List every line of the records below that contains the string "reflection", treating uppercase and lowercase letters as distinct.

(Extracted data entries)

- - - - - - -

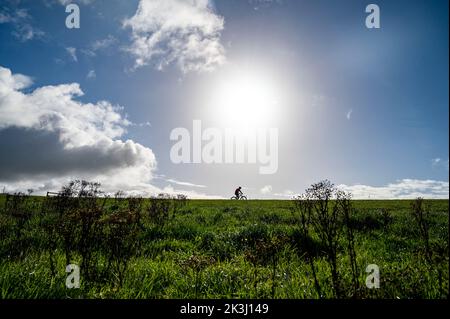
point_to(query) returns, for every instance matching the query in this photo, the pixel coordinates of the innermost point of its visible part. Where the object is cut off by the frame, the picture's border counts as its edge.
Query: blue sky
(365, 108)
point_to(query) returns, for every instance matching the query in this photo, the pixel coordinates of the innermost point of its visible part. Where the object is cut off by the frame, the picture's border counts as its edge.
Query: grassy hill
(217, 249)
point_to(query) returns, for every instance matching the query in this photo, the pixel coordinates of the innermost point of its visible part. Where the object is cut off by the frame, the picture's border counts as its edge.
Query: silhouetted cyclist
(238, 192)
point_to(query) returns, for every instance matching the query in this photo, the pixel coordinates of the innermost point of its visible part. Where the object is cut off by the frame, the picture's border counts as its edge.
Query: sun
(245, 100)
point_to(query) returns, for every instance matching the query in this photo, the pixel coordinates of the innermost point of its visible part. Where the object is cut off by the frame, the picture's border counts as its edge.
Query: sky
(114, 100)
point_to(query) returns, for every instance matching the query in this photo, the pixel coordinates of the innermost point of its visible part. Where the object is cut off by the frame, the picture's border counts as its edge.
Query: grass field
(217, 249)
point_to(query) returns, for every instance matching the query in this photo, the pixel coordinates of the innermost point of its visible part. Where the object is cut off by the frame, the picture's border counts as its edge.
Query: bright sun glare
(245, 100)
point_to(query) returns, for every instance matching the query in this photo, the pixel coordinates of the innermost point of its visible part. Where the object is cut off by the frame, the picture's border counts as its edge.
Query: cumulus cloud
(66, 2)
(401, 189)
(21, 22)
(439, 163)
(100, 45)
(73, 53)
(48, 137)
(181, 32)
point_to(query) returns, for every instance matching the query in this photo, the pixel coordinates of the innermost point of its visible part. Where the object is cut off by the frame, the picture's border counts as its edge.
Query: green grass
(163, 266)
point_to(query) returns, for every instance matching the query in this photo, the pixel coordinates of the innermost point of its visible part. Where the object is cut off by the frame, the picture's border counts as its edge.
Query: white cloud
(267, 189)
(100, 45)
(49, 138)
(182, 32)
(21, 22)
(73, 53)
(66, 2)
(401, 189)
(440, 163)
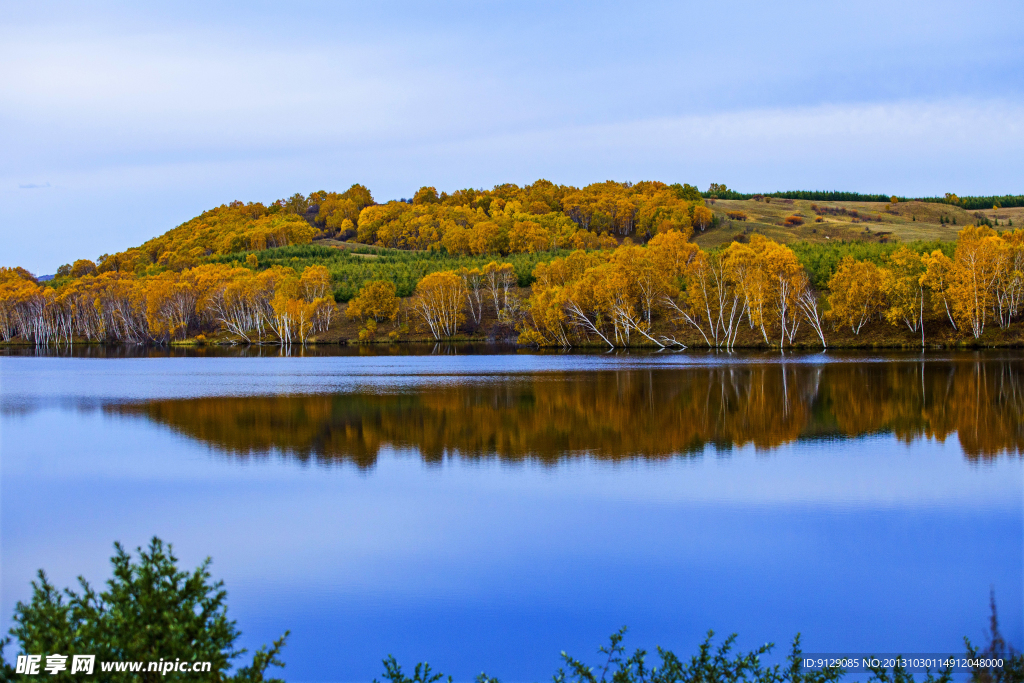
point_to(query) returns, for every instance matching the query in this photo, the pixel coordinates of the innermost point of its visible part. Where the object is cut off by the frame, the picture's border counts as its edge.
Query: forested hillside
(612, 263)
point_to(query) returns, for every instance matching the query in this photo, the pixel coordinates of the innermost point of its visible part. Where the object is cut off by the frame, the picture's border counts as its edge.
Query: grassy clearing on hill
(852, 221)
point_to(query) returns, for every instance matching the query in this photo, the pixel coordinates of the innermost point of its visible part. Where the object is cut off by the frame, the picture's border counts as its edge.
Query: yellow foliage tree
(856, 294)
(376, 300)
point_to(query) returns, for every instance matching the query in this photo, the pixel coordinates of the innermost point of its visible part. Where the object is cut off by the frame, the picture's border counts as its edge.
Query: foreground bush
(151, 610)
(720, 665)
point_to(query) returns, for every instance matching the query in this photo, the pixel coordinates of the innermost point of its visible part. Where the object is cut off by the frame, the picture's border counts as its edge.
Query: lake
(486, 510)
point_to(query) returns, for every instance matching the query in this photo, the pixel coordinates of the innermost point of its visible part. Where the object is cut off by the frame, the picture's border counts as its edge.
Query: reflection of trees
(625, 414)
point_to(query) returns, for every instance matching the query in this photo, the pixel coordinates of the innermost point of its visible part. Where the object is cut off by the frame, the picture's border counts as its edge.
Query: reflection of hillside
(627, 414)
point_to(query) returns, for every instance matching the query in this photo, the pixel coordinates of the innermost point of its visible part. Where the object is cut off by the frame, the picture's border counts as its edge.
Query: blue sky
(119, 121)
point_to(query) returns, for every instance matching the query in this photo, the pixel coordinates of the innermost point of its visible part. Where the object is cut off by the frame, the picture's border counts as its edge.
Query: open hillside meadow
(612, 264)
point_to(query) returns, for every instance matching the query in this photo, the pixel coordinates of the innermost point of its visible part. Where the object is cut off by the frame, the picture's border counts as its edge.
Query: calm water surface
(486, 511)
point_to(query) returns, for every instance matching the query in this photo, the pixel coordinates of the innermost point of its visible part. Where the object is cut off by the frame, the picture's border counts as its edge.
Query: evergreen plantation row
(609, 264)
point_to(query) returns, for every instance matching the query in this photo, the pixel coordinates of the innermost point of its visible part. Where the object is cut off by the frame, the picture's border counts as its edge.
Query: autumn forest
(612, 264)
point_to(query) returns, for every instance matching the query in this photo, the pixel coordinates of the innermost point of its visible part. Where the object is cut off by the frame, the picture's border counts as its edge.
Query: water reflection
(650, 413)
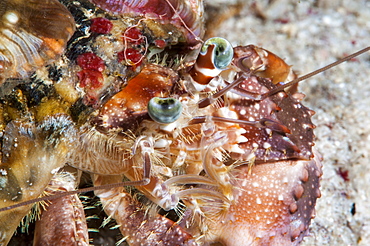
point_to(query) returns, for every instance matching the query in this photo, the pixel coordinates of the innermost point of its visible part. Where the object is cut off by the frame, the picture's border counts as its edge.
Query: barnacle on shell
(32, 33)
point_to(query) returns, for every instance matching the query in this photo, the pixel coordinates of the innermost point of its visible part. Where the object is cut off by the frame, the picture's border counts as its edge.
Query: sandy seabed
(309, 35)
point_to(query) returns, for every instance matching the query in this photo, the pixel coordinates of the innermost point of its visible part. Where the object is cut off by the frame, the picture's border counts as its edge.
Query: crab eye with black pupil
(164, 110)
(222, 52)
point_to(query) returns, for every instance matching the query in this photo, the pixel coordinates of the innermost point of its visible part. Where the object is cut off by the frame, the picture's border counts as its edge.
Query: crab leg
(63, 221)
(137, 226)
(31, 154)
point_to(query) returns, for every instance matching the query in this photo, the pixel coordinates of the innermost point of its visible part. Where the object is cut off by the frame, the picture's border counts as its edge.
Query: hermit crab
(209, 140)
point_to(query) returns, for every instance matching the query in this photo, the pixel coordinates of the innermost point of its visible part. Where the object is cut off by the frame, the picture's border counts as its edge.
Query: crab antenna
(295, 81)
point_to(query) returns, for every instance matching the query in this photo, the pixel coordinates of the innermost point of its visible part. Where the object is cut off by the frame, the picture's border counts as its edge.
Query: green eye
(222, 53)
(164, 110)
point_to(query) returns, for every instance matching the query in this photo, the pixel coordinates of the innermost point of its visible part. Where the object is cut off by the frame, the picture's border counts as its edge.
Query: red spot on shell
(133, 35)
(90, 78)
(131, 56)
(101, 25)
(160, 43)
(344, 174)
(90, 61)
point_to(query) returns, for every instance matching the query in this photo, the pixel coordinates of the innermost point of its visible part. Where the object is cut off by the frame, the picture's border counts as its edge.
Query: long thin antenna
(295, 81)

- - - - - - -

→ TASK OUTPUT:
Query: reflection of trees
Query: reflection of hillside
Query: water reflection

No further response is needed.